ID :
187445
Thu, 06/09/2011 - 12:18
Auther :

S. Korea, Russia move to find cause of failed rocket launch


(ATTN: RECAST headline, lead; UPDATES with more details, comments throughout)
SEOUL, June 9 (Yonhap) -- South Korea and Russia plan to set up a joint investigation panel to determine the exact cause of the botched launch of a space rocket last year, the government said Thursday.
The Naro-1 rocket, jointly built by the two countries, was lost shortly after takeoff from a space center on South Korea's south coast in June last year. The two sides have so far made little progress in pinpointing the cause.
South Korea's Ministry of Education, Science and Technology said the independent panel will be composed of 30 engineers and scientists from the two countries and will likely hold its first meeting before the end of July.
No government officials or representatives from the state-run Korea Aerospace Research Institute (KARI) or Russia's Khrunichev State Research and Production Space Center will sit on the new panel, although Seoul and Moscow pledged full support for the investigation process, the ministry said.
"Experts who were not involved in the building of the Naro-1 and its launch are expected to help the two countries overcome the current deadlock of trying to determine what went wrong," a ministry official said.

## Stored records
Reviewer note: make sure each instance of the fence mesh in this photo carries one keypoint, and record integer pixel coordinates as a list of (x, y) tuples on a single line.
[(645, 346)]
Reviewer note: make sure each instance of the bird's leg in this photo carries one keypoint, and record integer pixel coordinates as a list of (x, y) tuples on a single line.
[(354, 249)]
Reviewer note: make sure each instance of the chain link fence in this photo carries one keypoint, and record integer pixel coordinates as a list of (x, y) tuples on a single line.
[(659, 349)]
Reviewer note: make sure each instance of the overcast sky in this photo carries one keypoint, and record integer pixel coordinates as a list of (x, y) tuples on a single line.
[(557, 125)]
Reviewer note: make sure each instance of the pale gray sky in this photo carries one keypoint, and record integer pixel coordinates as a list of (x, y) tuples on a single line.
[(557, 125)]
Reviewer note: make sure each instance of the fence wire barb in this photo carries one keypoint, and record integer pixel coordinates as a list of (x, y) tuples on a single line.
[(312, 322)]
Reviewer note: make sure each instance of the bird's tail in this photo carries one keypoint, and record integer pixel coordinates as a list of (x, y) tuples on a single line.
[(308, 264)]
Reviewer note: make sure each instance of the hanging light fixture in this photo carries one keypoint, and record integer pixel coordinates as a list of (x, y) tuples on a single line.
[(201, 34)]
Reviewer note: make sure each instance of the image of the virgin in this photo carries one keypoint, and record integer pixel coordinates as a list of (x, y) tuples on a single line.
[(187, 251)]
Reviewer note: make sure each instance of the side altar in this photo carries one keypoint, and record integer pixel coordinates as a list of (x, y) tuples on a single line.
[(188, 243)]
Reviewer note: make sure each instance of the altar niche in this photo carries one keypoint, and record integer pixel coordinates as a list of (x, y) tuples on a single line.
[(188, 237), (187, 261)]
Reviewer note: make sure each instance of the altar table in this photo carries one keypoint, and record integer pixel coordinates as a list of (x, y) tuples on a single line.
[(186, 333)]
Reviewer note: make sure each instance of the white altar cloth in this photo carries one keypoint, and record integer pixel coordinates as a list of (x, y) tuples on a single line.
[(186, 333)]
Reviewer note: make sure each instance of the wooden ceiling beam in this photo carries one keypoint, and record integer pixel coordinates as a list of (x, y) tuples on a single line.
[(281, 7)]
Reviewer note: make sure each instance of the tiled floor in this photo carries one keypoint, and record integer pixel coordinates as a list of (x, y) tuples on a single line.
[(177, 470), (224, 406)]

## Given problem 1
In the rocket launch article, how many engineers and scientists will make up the joint panel?
## Given problem 2
Copy the rocket launch article word for word, from "No government officials" to "ministry official said.".
## Given problem 3
According to the rocket launch article, is each statement true? (a) South Korea and Russia built the Naro-1 together. (b) Government officials will sit on the new panel. (c) The rocket took off from a space center on South Korea's east coast.

## Full output 1
30

## Full output 2
No government officials or representatives from the state-run Korea Aerospace Research Institute (KARI) or Russia's Khrunichev State Research and Production Space Center will sit on the new panel, although Seoul and Moscow pledged full support for the investigation process, the ministry said.
"Experts who were not involved in the building of the Naro-1 and its launch are expected to help the two countries overcome the current deadlock of trying to determine what went wrong," a ministry official said.

## Full output 3
(a) Yes: "jointly built by the two countries"
(b) No: "No government officials or representatives from the state-run Korea Aerospace Research Institute (KARI) or Russia's Khrunichev State Research and Production Space Center will sit on the new panel"
(c) No: "a space center on South Korea's south coast"